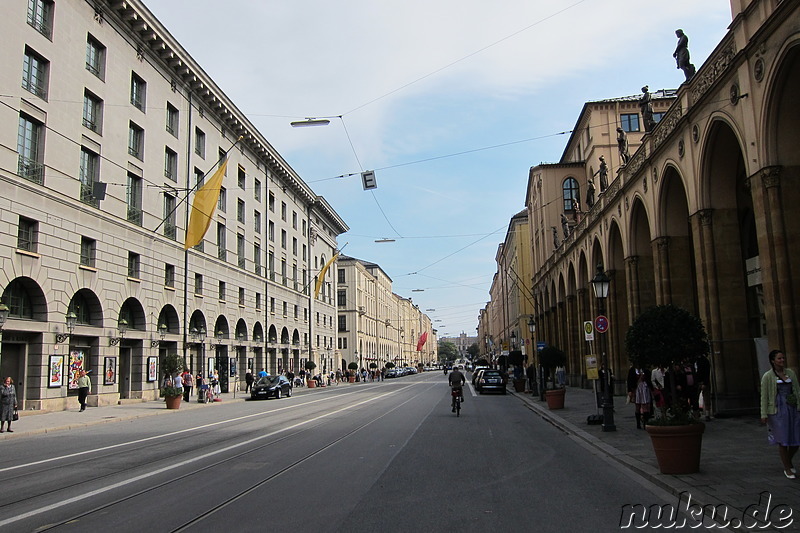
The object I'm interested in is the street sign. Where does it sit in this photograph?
[583,320,594,341]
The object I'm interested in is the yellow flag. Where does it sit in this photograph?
[183,157,228,250]
[314,254,339,298]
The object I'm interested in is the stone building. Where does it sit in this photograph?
[0,0,348,410]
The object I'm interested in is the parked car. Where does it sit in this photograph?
[250,375,292,400]
[475,368,506,394]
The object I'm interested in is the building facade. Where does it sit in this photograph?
[0,0,348,410]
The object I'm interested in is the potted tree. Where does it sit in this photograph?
[508,350,525,392]
[625,305,708,474]
[304,359,317,389]
[347,361,358,383]
[539,346,567,410]
[158,352,186,409]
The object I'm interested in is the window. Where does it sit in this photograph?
[128,122,144,161]
[217,222,228,261]
[194,128,206,159]
[126,172,142,226]
[236,233,247,268]
[619,113,639,131]
[17,114,44,184]
[17,216,39,252]
[131,72,147,111]
[80,147,100,207]
[164,263,175,289]
[83,91,103,133]
[217,187,228,213]
[236,198,245,224]
[166,102,179,139]
[86,35,106,80]
[28,0,53,39]
[81,237,97,268]
[164,146,178,182]
[22,46,49,100]
[561,178,581,213]
[164,192,178,241]
[128,252,141,279]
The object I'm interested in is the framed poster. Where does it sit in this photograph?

▶ _Your objective_
Could you copy out, word for word, the stretch of lines from the one containing "The object I'm interested in is the building" through the last line above?

▶ _Task result_
The object I'm interested in is the building facade. Where does it sit in this photograph?
[0,0,348,410]
The object I'm interested in is the potted tree. Where does it sit in this photograph?
[508,350,525,392]
[625,305,708,474]
[304,359,317,389]
[347,361,358,383]
[539,346,567,410]
[158,352,186,409]
The object I'm interested in is the window. Where does it sit in this photograph?
[128,122,144,161]
[217,222,228,261]
[194,128,206,159]
[126,172,142,226]
[236,233,247,268]
[619,113,639,131]
[17,114,44,184]
[17,216,39,252]
[131,72,147,111]
[80,147,100,207]
[164,263,175,289]
[83,91,103,133]
[217,187,228,213]
[236,198,245,224]
[166,102,179,139]
[86,35,106,80]
[28,0,53,39]
[81,237,97,268]
[164,146,178,182]
[22,46,49,100]
[561,178,581,213]
[164,192,178,241]
[128,252,141,279]
The object I'm interested in is the framed poster. Where does it sit in this photograph?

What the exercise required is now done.